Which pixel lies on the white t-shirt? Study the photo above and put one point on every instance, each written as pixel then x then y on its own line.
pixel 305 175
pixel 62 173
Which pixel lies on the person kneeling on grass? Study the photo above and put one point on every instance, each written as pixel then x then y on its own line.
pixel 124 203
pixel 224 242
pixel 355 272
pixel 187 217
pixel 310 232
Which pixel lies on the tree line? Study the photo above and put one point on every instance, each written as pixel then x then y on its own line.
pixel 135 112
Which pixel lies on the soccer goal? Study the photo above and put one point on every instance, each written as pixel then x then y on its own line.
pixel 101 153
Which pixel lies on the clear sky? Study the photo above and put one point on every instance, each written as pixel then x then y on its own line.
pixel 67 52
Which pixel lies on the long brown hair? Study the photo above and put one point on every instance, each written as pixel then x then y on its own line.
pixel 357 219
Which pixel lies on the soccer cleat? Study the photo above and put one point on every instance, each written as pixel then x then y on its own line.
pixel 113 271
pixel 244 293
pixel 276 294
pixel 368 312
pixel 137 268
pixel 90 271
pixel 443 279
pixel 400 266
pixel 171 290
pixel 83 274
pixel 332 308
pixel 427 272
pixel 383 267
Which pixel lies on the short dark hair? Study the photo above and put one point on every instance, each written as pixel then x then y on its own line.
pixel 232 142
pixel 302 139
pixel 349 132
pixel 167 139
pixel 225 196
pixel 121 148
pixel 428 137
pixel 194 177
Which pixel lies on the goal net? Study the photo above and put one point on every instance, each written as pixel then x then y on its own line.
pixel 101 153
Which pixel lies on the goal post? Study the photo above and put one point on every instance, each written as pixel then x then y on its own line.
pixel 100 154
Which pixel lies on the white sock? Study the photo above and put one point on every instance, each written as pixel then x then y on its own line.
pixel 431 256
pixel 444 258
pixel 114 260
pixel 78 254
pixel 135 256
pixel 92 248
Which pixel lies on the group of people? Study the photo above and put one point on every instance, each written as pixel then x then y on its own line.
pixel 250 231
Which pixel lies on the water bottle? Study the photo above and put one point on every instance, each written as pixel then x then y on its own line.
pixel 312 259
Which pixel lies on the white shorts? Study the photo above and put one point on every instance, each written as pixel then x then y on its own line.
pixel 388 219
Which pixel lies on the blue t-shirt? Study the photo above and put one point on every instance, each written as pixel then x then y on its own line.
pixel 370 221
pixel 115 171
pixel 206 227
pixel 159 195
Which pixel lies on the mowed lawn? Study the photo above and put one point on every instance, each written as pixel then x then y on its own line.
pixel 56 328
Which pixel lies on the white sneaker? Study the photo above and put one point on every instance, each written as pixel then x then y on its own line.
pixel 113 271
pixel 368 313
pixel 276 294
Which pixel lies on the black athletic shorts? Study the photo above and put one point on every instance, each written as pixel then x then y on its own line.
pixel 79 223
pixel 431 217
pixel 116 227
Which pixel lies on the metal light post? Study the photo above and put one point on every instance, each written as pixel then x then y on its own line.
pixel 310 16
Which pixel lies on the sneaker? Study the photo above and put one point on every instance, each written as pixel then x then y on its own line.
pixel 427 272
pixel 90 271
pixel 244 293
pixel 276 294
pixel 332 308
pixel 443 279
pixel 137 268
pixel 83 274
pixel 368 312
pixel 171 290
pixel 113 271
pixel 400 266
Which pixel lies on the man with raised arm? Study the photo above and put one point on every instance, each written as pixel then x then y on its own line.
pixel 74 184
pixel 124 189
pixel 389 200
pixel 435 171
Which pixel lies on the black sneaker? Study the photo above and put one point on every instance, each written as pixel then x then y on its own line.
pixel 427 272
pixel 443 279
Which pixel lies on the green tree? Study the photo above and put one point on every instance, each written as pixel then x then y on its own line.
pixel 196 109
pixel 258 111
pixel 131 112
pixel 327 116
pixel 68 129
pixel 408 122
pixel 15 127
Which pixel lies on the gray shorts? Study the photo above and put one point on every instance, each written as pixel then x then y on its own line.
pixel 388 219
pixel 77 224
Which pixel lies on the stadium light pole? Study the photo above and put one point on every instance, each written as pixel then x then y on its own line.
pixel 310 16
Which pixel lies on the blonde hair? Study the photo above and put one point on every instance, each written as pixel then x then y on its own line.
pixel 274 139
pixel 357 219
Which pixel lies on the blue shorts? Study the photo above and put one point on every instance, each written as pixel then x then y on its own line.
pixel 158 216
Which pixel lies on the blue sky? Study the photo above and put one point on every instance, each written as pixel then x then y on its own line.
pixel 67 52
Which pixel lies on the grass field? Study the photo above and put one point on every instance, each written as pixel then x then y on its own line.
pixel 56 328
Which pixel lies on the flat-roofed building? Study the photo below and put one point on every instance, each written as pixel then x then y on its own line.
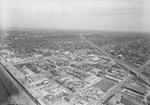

• **WHAT IS REQUIRED**
Give the records again exactly, minus the pictures.

• **YOUR RESPONSE**
Which pixel lies on the white t-shirt? Study the photo above and put one point on every instance, each written as pixel then x then y on its own line.
pixel 305 175
pixel 62 173
Which pixel lies on the person kneeling on grass? Study the photo above and put one point on every instance, each written as pixel then x then y on its own line.
pixel 124 203
pixel 224 242
pixel 355 272
pixel 187 217
pixel 310 232
Which pixel lies on the tree line? Study the photo above and put one point on every instance, each written as pixel then x then y on its own line.
pixel 135 112
Which pixel lies on the soccer goal? Study the photo above and put one point on every instance, each written as pixel then x then y on its own line.
pixel 101 153
Which pixel lies on the clear sky? Study the photo above and put one point on every instance, each written as pixel then x then y on its own line.
pixel 67 52
Which pixel lies on the long brown hair? Study the photo above and put one point on every instance, each written as pixel then x then y on its own line.
pixel 357 219
Which pixel lies on the soccer cleat? Study the photo above and put one point on every instance, each written as pixel then x then y on its own line.
pixel 113 271
pixel 244 293
pixel 276 294
pixel 368 312
pixel 137 268
pixel 90 271
pixel 443 279
pixel 400 266
pixel 171 290
pixel 83 274
pixel 332 308
pixel 427 272
pixel 383 267
Which pixel lies on the short dark hair? Study the photo above and put one point on every instance, each written as pixel then x then y on its own line.
pixel 232 142
pixel 302 139
pixel 349 132
pixel 167 139
pixel 225 196
pixel 121 148
pixel 428 137
pixel 194 177
Which pixel lies on the goal net? Study the photo above and put one point on every instance, each written as pixel then x then y on its own line.
pixel 101 153
Which pixel lies on the goal post? Study the photo above and put one point on every instance, each written as pixel then x then y on its own line.
pixel 100 154
Which pixel lies on the white sock? Study the photo above and put one point on every instance, each written as pixel then x then y on its own line.
pixel 431 256
pixel 444 258
pixel 114 260
pixel 78 254
pixel 135 256
pixel 92 248
Which pixel lies on the group of people? Study the photo above and put one point on every instance, each written as pixel then x then y on its own line.
pixel 250 231
Which pixel lies on the water bottle? Study the photo above and put one point on every instance, each written as pixel then x then y on its own line.
pixel 312 259
Which pixel lies on the white shorts? Study the photo above and put one point on every instance, each written as pixel then x then y on its own line.
pixel 388 219
Which pixel lies on the blue t-shirt? Study the photo above and put one point on every instance, each written as pixel then x then y on its own line.
pixel 370 221
pixel 115 171
pixel 206 227
pixel 159 195
Which pixel lies on the mowed lawn? Study the photo above and put one point on every instance, each written as pixel then x then y on its own line.
pixel 56 328
Which pixel lies on the white sneaker? Study the photo above and put one point on every instance, each written as pixel then x then y on its own line.
pixel 113 271
pixel 368 313
pixel 276 294
Which pixel lies on the black athletic shorts? Study the photo above and put one point on every instance, each written as pixel then x then y on its own line.
pixel 79 223
pixel 431 217
pixel 116 227
Which pixel lies on the metal light post? Study the photo above and put one point on every instance, each written as pixel then x then y on its own line.
pixel 310 16
Which pixel lies on the sneaker? Study the photo above and put one point on every instance, each written as pixel then x then y on its own line.
pixel 427 272
pixel 90 271
pixel 244 293
pixel 276 294
pixel 332 308
pixel 443 279
pixel 137 268
pixel 83 274
pixel 368 312
pixel 171 290
pixel 113 271
pixel 400 266
Which pixel lies on the man with raised arm? Study the photo above and put one point on every instance, each written as pixel then x then y on its own line.
pixel 74 184
pixel 124 189
pixel 389 200
pixel 435 171
Which pixel lies on the black sneaker? Study the photo above and put one point on every instance, each written as pixel then x then y on its own line.
pixel 427 272
pixel 443 279
Which pixel lies on the green tree? Study the photo above and put one point on every instance, each written as pixel then x then y on its own line.
pixel 196 109
pixel 258 111
pixel 131 112
pixel 327 116
pixel 68 129
pixel 408 122
pixel 15 127
Which pixel lies on the gray shorts? Study the photo above and put one point on every instance, each written as pixel then x then y on its own line.
pixel 388 219
pixel 77 224
Which pixel lies on the stadium light pole? Study the photo above and put one point on every instance, each written as pixel then x then y on its own line.
pixel 310 16
Which pixel lies on the blonde hair? Study the photo above and put one point on every instance, each written as pixel then x then y on its own line.
pixel 274 139
pixel 357 219
Which pixel lies on the blue shorts? Study the photo above and put one point on every instance, each written as pixel then x then y on its own line.
pixel 158 216
Which pixel lies on the blue sky? Study the photo above and put one point on every instance, each written as pixel then x then y on its own line.
pixel 67 52
Which pixel lies on the grass field? Study the photo above and put one point on every instance, each written as pixel then x then y on its own line.
pixel 56 328
Which pixel lies on the flat-roofed building? Study the photo below and put one point on every instance, each written as pixel then x then y on its own line.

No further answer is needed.